:: 短い課題 1 ::
下の行の中から、「green」という文字列を含む行をすべて返してください。大文字と小文字は区別します。

:: 参考文章 ::
◆ ◆ ◆
福嶌経営労務事務所 〒861-1112 熊本県合志市幾久富1909-79 MF2-B TEL 096-249-2040 FAX 096-249-2038
中小企業診断士・社会保険労務士

企業家社会へのマイル・ストーン企業家社会へのマイル・ストーン

1. 創業にあたっての心構え
      〜創業までにこれだけはやっておこう〜

(1)事業を興す人より事業から撤退する人が増えている開廃業率の逆転現象が、1989年以降継続しています。また大企業は、コストを削減して体質をスリム化し、生き残りに必死になっています。このような時代に、「まちの企業家」として新たな第一歩を踏み出すことに躊躇するかもしれません。しかしながら、創業希望者が決して減少しているわけではありません。


第1図 創業希望者と創業実現率の推移


(2)では、創業を希望しているのは、どのような人たちでしょうか。また、実際に創業しているのは、どのような人たちでしょうか。

★創業希望者では8割が男性となっているが、実際の創業者はその比率に比べ女性の割合が高い 第2図 創業者・創業希望者・創業非志向者の比較(性別)


(3)次に年齢別内訳を見てみましょう。
★3者の中で比較的若年層が多い
創業希望者と60歳以上の割合
が高い創業者
第3図 創業者・創業希望者・創業非志向者の比較(年齢別)


(4)では、創業した人の動機は何でしょうか

第4図 創業の動機

★ 自分の裁量や自己実現を求めて創業する人が多い
★ 年齢に関係なく働きたいという動機が強い女性

以上のように、創業希望者の数は着実に増加し、女性も積極的に創業して、年齢構成も幅広く高齢者の割合も高くなっています。また、創業の動機も自己実現を図りたいなど、上昇志向が多いようです。

(5)それでは、創業の志を持った人が実際に創業するまでに、どのような課題に直面しそれを克服していったのでしょうか。夢や希望を実現させるためにはステップがあります。いきなり幸運が訪れることはありません。有り余る経営資源をもって創業できる人は皆無といってよいでしょう。計画を立て、実行し、修正していく。そのプロセスを継続することが成功へのマイル・ストーン(道標)となっていくのです。

第5図 創業の困難性(創業者の性別)



★ 1「資金面の困難性」、2「マーケティング面の困難性」、3「人材・経営能力面の困難性」、4「制度・手続面の困難性」と大別できる。
◆ ◆ ◆
:: データ行 ::
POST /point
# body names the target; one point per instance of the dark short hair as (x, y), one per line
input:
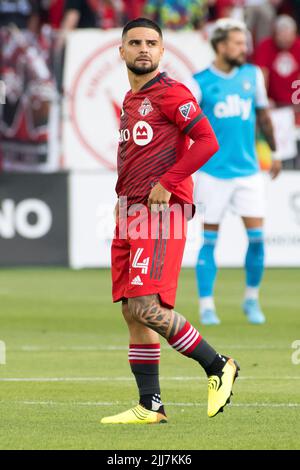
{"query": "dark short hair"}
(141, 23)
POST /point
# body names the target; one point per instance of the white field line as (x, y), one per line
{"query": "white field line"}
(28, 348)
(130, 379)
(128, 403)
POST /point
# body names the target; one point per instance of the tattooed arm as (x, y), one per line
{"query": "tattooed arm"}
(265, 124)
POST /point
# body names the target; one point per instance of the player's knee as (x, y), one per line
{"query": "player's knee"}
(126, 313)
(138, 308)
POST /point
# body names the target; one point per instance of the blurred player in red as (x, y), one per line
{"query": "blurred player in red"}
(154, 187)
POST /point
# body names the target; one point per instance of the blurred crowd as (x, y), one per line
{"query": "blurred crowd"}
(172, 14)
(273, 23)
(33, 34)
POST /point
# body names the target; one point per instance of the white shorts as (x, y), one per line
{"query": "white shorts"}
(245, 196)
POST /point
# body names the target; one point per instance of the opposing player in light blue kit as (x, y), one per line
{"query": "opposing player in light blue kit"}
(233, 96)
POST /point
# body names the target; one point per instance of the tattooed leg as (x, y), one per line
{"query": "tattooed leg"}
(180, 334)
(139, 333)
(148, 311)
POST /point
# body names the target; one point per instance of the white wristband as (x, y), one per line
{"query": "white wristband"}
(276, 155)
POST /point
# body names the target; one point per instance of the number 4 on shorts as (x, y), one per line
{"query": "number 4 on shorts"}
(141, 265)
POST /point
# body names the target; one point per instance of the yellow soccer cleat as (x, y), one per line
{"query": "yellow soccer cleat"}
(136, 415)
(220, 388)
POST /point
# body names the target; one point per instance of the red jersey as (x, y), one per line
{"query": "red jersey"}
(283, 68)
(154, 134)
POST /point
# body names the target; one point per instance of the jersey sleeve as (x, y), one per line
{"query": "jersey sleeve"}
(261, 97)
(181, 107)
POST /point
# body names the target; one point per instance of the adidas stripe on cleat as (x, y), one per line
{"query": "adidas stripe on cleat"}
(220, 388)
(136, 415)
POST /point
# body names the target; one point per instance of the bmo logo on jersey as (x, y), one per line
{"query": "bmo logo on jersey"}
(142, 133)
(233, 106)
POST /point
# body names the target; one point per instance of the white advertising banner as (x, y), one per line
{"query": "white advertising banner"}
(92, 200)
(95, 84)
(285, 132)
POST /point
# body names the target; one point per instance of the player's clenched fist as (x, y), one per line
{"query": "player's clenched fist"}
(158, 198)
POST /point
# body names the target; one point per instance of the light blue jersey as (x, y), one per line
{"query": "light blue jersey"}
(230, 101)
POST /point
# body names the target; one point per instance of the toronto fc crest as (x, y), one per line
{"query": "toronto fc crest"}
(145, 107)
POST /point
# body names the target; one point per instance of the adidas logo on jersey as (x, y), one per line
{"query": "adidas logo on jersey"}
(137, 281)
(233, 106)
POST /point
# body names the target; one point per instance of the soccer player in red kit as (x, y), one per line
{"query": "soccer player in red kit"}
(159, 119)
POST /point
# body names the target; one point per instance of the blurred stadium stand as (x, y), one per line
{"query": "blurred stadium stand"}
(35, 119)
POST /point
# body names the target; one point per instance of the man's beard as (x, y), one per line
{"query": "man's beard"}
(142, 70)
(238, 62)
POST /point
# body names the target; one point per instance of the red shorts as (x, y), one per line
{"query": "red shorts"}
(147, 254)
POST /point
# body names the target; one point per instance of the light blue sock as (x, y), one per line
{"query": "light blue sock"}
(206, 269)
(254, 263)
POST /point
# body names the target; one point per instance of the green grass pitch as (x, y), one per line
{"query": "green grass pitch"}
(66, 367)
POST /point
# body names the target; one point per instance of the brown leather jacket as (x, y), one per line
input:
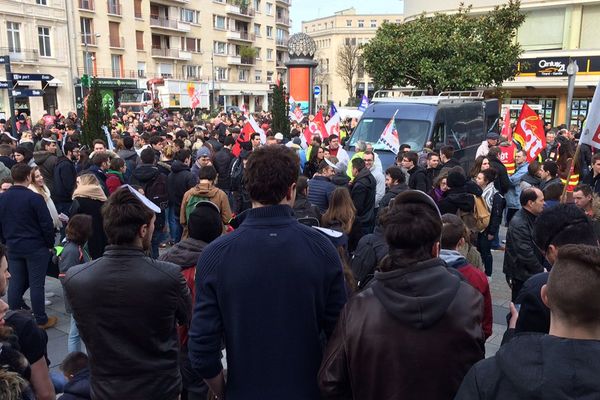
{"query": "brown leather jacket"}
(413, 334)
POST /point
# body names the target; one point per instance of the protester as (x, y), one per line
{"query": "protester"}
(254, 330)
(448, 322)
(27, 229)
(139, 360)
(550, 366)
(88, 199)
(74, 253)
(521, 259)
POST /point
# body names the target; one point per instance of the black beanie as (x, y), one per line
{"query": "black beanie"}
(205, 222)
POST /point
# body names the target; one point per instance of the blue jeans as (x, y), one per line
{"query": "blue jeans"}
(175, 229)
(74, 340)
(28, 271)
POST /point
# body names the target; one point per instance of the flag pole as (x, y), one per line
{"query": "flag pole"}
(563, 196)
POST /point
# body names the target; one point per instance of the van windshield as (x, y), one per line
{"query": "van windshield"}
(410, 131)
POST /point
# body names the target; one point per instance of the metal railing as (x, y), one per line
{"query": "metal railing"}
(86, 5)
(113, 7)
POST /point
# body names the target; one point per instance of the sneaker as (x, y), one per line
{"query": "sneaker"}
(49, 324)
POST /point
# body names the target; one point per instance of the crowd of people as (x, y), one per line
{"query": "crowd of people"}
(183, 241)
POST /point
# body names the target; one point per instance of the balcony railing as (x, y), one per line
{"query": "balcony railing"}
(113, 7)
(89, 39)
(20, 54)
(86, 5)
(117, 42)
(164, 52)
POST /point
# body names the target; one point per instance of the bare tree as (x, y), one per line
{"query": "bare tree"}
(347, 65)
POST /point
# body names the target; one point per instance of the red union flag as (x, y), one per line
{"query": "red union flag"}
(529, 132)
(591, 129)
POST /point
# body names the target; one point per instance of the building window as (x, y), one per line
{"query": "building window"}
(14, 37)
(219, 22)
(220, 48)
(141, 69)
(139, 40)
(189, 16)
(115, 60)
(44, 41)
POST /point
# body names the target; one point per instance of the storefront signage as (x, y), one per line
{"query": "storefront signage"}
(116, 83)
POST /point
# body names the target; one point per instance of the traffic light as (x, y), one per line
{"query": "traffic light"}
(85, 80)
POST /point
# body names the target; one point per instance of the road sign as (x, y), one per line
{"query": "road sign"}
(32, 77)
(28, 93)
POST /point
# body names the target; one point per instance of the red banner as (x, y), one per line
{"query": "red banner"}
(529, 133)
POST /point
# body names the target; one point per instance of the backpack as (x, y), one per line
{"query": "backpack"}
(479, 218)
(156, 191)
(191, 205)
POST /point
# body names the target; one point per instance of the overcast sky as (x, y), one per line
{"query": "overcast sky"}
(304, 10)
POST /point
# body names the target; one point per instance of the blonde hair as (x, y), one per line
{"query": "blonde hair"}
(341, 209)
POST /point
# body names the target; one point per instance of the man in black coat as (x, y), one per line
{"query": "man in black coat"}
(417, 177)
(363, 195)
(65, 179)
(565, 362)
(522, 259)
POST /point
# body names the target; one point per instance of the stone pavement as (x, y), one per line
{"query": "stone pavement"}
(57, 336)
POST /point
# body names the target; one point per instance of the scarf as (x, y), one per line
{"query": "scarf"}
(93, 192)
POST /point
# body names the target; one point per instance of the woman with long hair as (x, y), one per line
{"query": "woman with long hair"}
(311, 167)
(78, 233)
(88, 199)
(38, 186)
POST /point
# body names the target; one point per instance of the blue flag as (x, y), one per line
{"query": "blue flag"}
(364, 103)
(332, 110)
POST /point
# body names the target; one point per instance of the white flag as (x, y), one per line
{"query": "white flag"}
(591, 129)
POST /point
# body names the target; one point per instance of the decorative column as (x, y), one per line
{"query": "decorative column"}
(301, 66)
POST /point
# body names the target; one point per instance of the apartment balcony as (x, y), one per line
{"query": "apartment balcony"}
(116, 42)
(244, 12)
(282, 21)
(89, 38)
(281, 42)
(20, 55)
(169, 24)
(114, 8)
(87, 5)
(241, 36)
◆ ◆ ◆
:: 短い課題 2 ::
参考文章では、創業の難しさがいくつかの種類に分けられています。その種類をすべて挙げてください。

:: 正しい答え 1 ::
# body names the target; one point per instance of the green grass pitch as (x, y), one per line
{"query": "green grass pitch"}

:: 正しい答え 2 ::
資金面の困難性
マーケティング面の困難性
人材・経営能力面の困難性
制度・手続面の困難性